>> start Given information

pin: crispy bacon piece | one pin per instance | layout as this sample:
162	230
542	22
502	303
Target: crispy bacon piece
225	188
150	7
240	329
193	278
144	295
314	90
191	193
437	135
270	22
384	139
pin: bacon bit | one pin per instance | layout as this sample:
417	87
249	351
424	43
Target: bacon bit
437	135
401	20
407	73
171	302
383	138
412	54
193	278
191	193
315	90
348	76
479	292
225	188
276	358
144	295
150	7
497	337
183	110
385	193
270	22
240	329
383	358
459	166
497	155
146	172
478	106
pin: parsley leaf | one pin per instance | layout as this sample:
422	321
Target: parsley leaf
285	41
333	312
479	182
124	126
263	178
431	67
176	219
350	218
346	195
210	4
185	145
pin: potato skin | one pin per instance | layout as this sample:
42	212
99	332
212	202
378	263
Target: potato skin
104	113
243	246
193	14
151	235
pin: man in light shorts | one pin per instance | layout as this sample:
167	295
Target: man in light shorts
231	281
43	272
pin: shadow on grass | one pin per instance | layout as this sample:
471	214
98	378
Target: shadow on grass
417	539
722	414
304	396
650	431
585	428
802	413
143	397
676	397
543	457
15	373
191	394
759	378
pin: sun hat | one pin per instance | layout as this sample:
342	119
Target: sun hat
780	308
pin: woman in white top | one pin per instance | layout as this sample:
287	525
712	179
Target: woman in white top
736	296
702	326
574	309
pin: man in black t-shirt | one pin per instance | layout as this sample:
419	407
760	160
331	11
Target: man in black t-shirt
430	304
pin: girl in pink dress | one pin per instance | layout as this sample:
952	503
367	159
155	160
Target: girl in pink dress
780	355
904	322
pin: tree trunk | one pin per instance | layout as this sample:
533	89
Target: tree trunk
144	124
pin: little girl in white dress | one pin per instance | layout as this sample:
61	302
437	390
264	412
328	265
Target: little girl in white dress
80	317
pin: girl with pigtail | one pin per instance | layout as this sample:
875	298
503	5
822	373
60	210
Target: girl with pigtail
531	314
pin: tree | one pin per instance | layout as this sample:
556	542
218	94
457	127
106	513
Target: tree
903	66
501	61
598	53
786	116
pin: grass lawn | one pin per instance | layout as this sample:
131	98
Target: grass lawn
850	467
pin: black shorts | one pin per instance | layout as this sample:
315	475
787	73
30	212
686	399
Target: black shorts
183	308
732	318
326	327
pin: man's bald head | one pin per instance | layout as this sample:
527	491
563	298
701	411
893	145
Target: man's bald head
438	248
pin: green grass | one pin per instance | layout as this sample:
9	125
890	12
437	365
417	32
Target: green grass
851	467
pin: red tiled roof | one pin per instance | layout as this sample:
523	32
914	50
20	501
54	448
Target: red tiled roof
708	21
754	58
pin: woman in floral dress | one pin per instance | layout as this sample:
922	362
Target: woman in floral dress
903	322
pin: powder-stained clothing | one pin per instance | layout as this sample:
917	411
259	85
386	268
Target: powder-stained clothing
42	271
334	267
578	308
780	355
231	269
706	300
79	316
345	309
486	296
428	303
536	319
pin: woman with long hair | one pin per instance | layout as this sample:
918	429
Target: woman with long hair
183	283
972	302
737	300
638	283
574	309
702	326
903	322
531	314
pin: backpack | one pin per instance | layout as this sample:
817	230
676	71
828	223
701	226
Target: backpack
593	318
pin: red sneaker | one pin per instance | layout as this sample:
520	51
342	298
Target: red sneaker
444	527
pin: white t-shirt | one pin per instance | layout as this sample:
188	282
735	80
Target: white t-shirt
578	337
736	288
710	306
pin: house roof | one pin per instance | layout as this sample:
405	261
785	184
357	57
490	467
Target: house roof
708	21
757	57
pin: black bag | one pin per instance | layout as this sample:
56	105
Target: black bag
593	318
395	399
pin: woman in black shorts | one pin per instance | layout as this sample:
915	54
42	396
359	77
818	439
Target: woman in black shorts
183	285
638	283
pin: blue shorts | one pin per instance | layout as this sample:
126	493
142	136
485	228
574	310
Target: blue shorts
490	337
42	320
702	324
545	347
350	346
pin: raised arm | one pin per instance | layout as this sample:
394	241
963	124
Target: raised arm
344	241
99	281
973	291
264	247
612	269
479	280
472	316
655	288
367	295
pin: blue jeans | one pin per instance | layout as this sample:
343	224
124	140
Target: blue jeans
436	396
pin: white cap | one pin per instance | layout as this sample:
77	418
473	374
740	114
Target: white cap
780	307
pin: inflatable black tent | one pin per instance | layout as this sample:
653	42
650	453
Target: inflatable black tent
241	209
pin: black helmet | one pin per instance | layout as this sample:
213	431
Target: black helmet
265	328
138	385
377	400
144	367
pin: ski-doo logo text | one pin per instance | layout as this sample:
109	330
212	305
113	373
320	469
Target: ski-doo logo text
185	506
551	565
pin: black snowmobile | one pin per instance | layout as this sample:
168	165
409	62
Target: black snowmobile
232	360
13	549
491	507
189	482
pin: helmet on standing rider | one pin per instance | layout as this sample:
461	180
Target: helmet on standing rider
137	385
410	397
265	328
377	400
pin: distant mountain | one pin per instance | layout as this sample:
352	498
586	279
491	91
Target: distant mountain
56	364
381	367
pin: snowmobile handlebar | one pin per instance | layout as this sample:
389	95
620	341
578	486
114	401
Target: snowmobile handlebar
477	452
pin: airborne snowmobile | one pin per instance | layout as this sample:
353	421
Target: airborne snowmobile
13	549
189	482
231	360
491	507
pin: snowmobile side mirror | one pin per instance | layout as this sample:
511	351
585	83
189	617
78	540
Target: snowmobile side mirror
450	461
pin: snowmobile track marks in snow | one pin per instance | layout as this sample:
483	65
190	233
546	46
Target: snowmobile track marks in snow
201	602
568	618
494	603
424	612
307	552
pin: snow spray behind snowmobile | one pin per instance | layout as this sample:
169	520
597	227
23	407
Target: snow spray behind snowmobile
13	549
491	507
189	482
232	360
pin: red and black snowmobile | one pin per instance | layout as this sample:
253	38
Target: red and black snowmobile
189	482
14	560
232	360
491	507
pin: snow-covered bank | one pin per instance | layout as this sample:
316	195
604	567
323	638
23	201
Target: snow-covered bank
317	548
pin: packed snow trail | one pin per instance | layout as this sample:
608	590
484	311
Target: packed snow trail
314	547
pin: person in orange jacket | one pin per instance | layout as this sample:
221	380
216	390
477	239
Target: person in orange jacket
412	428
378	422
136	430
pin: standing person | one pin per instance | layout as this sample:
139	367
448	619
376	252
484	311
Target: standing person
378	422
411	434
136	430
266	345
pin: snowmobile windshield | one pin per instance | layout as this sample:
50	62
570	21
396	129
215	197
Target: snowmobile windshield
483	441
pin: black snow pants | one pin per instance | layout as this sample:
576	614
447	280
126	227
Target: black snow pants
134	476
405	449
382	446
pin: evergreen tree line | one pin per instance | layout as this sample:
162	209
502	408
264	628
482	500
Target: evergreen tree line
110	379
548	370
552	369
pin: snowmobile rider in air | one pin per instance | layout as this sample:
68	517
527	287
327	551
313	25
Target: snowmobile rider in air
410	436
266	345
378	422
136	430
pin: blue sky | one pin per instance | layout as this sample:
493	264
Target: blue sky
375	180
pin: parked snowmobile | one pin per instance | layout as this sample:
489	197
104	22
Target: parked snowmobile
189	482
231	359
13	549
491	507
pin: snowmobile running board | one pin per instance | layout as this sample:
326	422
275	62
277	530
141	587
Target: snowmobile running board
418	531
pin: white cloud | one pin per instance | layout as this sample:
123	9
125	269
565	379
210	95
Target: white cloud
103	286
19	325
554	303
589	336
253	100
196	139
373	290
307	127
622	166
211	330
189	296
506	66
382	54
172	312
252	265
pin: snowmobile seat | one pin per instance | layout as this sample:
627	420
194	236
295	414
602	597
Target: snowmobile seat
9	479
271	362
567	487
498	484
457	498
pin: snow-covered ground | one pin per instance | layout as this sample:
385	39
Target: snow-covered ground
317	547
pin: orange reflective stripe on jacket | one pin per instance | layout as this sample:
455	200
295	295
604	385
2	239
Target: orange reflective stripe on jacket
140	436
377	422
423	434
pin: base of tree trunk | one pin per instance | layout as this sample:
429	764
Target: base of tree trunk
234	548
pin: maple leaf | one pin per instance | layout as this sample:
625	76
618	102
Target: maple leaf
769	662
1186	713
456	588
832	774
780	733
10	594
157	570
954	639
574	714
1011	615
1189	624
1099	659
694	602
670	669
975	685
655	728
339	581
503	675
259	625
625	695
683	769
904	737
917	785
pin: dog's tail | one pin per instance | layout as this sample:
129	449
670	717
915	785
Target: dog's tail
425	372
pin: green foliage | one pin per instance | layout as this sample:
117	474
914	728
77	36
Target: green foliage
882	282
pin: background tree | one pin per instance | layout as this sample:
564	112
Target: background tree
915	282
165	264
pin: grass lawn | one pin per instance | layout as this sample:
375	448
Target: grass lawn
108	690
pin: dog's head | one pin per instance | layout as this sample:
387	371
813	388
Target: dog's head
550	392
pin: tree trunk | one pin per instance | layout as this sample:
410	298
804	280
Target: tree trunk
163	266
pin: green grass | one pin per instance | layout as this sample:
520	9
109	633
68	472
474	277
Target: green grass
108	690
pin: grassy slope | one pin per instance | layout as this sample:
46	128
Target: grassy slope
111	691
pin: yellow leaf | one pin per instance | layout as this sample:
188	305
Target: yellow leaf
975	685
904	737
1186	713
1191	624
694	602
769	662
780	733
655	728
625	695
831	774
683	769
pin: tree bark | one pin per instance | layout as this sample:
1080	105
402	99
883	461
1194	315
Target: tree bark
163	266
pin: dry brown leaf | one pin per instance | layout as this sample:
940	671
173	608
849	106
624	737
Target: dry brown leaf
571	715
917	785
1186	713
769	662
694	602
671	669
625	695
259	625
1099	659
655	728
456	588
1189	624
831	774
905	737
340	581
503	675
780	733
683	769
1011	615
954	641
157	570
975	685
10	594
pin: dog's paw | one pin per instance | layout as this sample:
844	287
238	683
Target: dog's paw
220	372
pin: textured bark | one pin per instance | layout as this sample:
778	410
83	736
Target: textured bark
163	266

>> end Given information

Written problem
Rewrite the lines from the one containing "pin: tree bark" through the last line, putting "withered leaf" wherever "dry brown leaf" appears and changing nothing else.

Exercise result
pin: tree bark | one pin per instance | layout as this sample:
1080	105
402	99
883	461
1194	315
Target: tree bark
163	266
pin: withered leaf | one pin per instance | layout as this sample:
940	671
173	608
849	106
624	737
Target: withered leaf
571	715
917	785
1186	713
769	662
694	602
671	669
625	695
259	625
1099	659
655	728
456	588
1189	624
831	774
905	737
340	581
503	675
780	733
683	769
1011	615
954	641
157	570
975	685
10	594
pin: dog's paw | one pin per instance | layout as this sample:
844	287
238	683
Target: dog's paw
220	372
pin: textured bark | one pin per instance | layout as this sample:
778	410
83	736
Target: textured bark
163	266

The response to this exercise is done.